#### Task to complete:
What you return must match the records exactly, with every line included.

#### Input:

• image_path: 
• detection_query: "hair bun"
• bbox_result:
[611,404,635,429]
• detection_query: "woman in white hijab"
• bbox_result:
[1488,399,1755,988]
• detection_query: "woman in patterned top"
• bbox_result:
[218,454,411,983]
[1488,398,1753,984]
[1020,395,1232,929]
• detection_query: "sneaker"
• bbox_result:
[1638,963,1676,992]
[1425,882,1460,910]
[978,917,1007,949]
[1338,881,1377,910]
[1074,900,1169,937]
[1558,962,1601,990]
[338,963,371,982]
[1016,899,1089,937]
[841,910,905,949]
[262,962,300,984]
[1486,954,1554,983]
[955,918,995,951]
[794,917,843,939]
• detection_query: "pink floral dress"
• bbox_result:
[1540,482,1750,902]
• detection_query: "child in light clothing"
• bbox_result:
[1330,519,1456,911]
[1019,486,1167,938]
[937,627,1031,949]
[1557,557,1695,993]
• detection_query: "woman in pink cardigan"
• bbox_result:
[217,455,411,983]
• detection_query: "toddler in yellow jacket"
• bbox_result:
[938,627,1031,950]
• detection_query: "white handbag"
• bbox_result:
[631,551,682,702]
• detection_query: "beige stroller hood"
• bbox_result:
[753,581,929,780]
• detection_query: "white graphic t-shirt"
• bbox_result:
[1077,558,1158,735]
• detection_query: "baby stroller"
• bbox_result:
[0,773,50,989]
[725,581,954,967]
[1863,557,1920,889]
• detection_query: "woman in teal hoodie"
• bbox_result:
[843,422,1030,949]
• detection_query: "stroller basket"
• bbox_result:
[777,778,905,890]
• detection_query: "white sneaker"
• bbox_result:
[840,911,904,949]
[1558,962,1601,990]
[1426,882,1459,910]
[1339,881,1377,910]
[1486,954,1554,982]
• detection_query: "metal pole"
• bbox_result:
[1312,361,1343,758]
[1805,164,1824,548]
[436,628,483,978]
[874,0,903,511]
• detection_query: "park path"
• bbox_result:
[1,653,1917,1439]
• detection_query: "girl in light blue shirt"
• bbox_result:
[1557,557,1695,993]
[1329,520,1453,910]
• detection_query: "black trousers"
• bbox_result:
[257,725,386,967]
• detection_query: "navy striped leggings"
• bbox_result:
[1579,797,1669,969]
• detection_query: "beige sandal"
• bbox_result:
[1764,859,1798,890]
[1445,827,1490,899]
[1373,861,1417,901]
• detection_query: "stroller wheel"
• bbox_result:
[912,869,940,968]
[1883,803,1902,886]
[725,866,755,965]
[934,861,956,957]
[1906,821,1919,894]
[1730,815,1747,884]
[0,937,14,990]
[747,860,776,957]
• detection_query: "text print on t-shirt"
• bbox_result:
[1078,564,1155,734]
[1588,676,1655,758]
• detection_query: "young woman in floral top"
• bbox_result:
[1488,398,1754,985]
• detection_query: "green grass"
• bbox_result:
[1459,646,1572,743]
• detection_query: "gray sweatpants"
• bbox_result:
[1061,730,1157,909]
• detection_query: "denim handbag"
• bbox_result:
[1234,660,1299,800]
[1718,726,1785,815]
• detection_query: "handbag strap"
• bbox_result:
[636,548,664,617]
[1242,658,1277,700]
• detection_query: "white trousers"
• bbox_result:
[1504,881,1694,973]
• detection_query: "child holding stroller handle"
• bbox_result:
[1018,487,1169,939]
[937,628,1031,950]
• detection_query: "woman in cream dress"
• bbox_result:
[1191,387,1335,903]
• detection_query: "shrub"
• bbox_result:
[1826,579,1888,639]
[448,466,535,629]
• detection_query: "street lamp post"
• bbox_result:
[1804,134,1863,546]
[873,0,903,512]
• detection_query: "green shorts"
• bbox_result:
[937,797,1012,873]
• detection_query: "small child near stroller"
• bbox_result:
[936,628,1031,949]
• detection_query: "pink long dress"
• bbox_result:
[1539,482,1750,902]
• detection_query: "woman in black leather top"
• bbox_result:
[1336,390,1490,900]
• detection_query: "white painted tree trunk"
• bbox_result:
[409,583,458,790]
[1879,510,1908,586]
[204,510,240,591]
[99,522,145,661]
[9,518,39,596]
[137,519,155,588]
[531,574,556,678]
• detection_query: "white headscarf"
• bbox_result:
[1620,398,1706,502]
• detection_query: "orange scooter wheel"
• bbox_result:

#### Solution:
• image_path: 
• detection_query: "hair bun"
• bbox_result:
[611,404,635,429]
• detection_query: "woman in white hijab"
• bbox_result:
[1488,399,1755,988]
• detection_query: "woman in patterned top"
• bbox_result:
[218,454,411,983]
[1488,398,1753,984]
[1020,395,1232,929]
• detection_query: "sneaker"
• bbox_result:
[1638,963,1676,992]
[1425,882,1460,910]
[978,917,1007,949]
[1338,881,1377,910]
[1074,900,1169,937]
[1558,962,1601,990]
[338,963,371,982]
[1016,899,1089,937]
[841,910,905,949]
[262,962,300,984]
[1486,954,1554,983]
[955,918,995,951]
[794,917,843,939]
• detection_query: "pink floral dress"
• bbox_result:
[1540,482,1750,902]
• detection_query: "child in light clothing"
• bbox_result:
[1330,519,1456,911]
[1019,486,1167,938]
[937,627,1031,949]
[1557,557,1695,993]
• detection_query: "woman in pink cardigan"
• bbox_result:
[217,455,411,983]
• detection_query: "toddler in yellow jacket"
• bbox_result:
[938,627,1031,950]
• detection_query: "white handbag"
• bbox_result:
[631,551,682,702]
• detection_query: "beige stroller hood"
• bbox_result:
[753,581,929,780]
• detection_query: "white graphic t-shirt"
• bbox_result:
[1077,558,1158,735]
• detection_query: "baby stroller"
• bbox_result:
[0,773,50,989]
[725,581,954,967]
[1863,557,1920,889]
• detection_query: "woman in teal hoodie"
• bbox_result:
[843,422,1030,949]
• detection_query: "stroller basket"
• bbox_result:
[777,778,905,890]
• detection_query: "white sneaker"
• bbox_result:
[840,911,904,949]
[1558,962,1601,990]
[1426,882,1459,910]
[1339,881,1377,910]
[1486,954,1554,982]
• detection_query: "metal pole"
• bbox_result:
[1312,361,1343,758]
[1805,164,1824,548]
[436,628,483,978]
[874,0,903,511]
• detection_query: "park path"
• bbox_result:
[1,653,1917,1439]
• detection_query: "girl in light blue shirt"
• bbox_result:
[1557,557,1695,993]
[1329,520,1453,910]
• detection_query: "black trousers"
• bbox_result:
[257,725,386,967]
• detection_query: "navy striped leggings"
• bbox_result:
[1579,797,1669,969]
• detection_query: "beige sandal"
• bbox_result:
[1764,859,1798,890]
[1445,827,1490,899]
[1373,861,1417,901]
• detection_query: "stroller wheel"
• bbox_result:
[912,869,940,968]
[1883,803,1902,886]
[725,866,755,965]
[934,861,956,957]
[1906,821,1919,894]
[1730,815,1747,884]
[0,937,14,990]
[747,860,776,957]
• detection_query: "text print on t-shirt"
• bbox_result:
[1078,564,1155,734]
[1588,676,1655,758]
• detection_query: "young woman in floral top"
• bbox_result:
[1488,398,1754,985]
• detection_query: "green grass"
• bbox_result:
[1459,646,1572,743]
• detection_query: "gray sweatpants"
• bbox_result:
[1061,730,1157,909]
• detection_query: "denim handbag"
• bbox_result:
[1234,660,1299,800]
[1718,726,1785,815]
• detection_query: "handbag strap"
• bbox_result:
[636,548,664,617]
[1242,658,1277,700]
• detection_query: "white trousers"
• bbox_result:
[1504,881,1694,973]
• detection_query: "child holding stroller handle"
• bbox_result:
[1018,487,1169,939]
[937,628,1031,950]
• detection_query: "woman in cream dress"
• bbox_result:
[1191,387,1335,903]
• detection_query: "shrub"
• bbox_result:
[1826,579,1888,639]
[448,466,535,629]
• detection_query: "street lamp post"
• bbox_result:
[1804,134,1863,546]
[873,0,903,512]
• detection_query: "green shorts"
• bbox_result:
[937,797,1012,873]
• detection_query: "small child near stroller"
• bbox_result:
[936,628,1031,949]
• detection_query: "pink long dress"
• bbox_result:
[1539,482,1750,902]
• detection_query: "woman in black leather top"
• bbox_result:
[1336,390,1490,900]
• detection_query: "white painted tree trunk"
• bbox_result:
[409,583,458,790]
[1879,510,1908,586]
[204,510,240,591]
[99,522,145,661]
[9,518,39,596]
[137,519,155,588]
[531,574,556,678]
• detection_query: "white headscarf"
• bbox_result:
[1620,398,1706,502]
• detection_query: "orange scooter wheel"
• bbox_result:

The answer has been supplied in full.